--- begin ---
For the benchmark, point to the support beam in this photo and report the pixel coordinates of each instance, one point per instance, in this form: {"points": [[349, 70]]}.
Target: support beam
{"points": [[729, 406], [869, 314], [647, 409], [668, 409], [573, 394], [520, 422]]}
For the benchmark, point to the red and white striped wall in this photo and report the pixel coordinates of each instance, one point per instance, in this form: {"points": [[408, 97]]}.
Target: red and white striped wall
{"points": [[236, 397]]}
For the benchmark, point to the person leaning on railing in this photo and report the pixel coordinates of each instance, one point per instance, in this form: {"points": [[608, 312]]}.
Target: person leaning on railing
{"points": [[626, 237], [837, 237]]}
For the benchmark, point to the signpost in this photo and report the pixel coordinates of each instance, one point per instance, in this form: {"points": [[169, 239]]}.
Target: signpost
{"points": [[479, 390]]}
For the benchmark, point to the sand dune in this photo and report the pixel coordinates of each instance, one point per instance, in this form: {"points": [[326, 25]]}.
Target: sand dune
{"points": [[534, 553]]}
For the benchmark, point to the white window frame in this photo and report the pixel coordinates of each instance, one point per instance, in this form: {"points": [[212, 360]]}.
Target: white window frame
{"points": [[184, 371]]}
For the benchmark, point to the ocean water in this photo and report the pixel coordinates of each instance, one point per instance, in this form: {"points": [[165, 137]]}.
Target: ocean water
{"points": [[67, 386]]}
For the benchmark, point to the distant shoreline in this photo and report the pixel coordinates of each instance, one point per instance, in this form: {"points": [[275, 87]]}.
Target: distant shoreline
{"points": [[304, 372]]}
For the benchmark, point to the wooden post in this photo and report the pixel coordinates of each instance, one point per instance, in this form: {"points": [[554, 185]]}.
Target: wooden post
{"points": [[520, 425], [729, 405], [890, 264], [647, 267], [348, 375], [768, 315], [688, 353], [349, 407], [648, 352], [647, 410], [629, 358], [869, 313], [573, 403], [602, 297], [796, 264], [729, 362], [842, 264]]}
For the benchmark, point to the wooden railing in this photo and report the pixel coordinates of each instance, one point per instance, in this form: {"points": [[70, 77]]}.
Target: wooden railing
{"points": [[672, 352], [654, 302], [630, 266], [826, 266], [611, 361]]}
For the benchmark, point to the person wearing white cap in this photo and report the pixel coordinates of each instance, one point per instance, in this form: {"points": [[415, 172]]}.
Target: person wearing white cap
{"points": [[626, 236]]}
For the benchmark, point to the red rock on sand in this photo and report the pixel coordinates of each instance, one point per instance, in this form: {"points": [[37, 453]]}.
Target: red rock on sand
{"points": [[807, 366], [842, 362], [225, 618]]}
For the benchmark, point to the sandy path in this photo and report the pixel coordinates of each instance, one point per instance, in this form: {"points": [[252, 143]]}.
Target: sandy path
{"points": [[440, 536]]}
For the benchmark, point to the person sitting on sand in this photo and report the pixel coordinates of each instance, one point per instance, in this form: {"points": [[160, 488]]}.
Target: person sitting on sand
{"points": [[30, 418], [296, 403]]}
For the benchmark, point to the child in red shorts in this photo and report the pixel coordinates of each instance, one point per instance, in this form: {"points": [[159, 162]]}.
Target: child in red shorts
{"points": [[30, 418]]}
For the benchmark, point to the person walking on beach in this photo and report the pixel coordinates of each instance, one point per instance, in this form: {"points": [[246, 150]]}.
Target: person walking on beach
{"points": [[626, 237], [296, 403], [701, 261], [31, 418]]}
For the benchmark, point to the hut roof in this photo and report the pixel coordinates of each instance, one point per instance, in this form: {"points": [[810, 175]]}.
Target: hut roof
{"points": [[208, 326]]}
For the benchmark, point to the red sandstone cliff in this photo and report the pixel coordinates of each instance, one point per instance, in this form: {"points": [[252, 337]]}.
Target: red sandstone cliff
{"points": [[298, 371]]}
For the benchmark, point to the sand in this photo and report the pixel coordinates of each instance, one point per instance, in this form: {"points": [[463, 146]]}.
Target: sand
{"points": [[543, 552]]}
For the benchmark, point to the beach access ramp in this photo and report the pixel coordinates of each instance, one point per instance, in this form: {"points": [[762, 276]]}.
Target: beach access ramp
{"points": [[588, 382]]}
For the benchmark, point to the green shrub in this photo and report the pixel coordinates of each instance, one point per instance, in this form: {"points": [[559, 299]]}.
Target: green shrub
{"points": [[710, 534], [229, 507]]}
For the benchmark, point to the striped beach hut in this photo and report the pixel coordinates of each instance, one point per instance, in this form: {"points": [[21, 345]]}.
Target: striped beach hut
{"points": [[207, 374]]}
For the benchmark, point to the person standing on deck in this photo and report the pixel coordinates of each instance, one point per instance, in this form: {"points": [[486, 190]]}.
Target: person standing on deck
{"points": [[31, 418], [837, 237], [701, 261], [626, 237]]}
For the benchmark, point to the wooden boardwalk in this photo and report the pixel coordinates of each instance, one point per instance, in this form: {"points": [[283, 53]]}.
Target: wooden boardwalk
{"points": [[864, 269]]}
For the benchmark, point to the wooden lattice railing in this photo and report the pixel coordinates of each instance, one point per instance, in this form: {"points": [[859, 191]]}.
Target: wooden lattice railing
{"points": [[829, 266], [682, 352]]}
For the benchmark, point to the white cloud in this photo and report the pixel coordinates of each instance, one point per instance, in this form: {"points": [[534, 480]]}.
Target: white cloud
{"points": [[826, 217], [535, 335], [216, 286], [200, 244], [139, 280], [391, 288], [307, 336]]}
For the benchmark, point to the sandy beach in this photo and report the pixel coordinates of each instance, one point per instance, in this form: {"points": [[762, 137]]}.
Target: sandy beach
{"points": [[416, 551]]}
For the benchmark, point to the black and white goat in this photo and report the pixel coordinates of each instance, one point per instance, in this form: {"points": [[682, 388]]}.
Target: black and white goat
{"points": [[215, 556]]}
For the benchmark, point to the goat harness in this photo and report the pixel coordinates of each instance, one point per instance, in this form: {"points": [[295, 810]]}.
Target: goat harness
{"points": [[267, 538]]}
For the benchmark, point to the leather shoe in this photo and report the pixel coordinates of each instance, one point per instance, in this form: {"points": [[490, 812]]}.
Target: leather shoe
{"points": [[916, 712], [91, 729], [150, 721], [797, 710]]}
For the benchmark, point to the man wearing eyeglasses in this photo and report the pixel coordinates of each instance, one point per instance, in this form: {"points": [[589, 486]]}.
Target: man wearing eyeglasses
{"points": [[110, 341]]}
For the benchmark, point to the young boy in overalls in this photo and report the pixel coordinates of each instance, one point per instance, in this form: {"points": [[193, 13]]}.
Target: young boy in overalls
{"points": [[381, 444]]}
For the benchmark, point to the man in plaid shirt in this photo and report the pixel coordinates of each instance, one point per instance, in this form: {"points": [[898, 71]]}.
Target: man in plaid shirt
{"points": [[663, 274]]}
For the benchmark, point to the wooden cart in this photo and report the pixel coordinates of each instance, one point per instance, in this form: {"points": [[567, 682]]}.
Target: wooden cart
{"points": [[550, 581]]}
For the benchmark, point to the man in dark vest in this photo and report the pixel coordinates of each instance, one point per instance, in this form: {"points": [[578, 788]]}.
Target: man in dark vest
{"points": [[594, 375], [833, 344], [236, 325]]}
--- end ---
--- begin ---
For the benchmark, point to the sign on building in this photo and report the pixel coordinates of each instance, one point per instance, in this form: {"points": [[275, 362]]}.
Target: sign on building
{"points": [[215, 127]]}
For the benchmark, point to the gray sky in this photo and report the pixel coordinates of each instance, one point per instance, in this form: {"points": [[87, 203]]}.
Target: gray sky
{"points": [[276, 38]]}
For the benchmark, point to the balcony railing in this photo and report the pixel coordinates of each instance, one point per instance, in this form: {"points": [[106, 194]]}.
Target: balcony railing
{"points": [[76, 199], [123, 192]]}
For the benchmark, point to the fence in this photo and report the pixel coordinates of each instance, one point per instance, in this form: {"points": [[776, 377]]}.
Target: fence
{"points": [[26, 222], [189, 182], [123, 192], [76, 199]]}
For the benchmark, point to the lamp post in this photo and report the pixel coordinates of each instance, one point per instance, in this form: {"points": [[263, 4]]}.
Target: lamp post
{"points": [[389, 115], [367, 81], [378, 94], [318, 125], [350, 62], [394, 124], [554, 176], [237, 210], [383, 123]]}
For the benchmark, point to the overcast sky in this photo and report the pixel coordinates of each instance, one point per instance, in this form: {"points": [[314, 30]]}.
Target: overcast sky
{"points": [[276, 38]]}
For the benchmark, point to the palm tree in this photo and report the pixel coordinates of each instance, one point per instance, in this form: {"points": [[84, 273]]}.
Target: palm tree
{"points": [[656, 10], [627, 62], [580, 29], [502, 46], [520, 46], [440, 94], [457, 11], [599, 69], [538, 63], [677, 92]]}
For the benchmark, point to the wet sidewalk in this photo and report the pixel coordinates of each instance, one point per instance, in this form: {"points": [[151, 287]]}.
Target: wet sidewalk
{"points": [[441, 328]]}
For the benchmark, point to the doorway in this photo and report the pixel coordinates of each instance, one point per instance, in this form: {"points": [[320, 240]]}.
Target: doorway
--- end ---
_What needs to be done_. Render the part of the entries that opens with the line containing "For the benchmark, point to the palm" and closes with the line containing "Target: doorway", both included, as a JSON list of strings with one string per line and blank lines omitted.

_Solved problem_.
[
  "For the benchmark, point to the palm tree in this photo and report the pixel coordinates of each instance, one point per instance, in this form: {\"points\": [[84, 273]]}.",
  "Target: palm tree",
  "{\"points\": [[656, 10], [627, 62], [580, 29], [502, 46], [520, 46], [440, 94], [457, 11], [599, 69], [538, 63], [677, 92]]}",
  "For the benchmark, point to the wet sidewalk in this photo and report the pixel coordinates of each instance, one point per instance, in this form: {\"points\": [[151, 287]]}.",
  "Target: wet sidewalk",
  "{\"points\": [[441, 328]]}",
  "For the benchmark, point to the doorway in this photo and report the pixel coordinates of each instance, one point per instance, in this form: {\"points\": [[320, 240]]}.",
  "Target: doorway"
]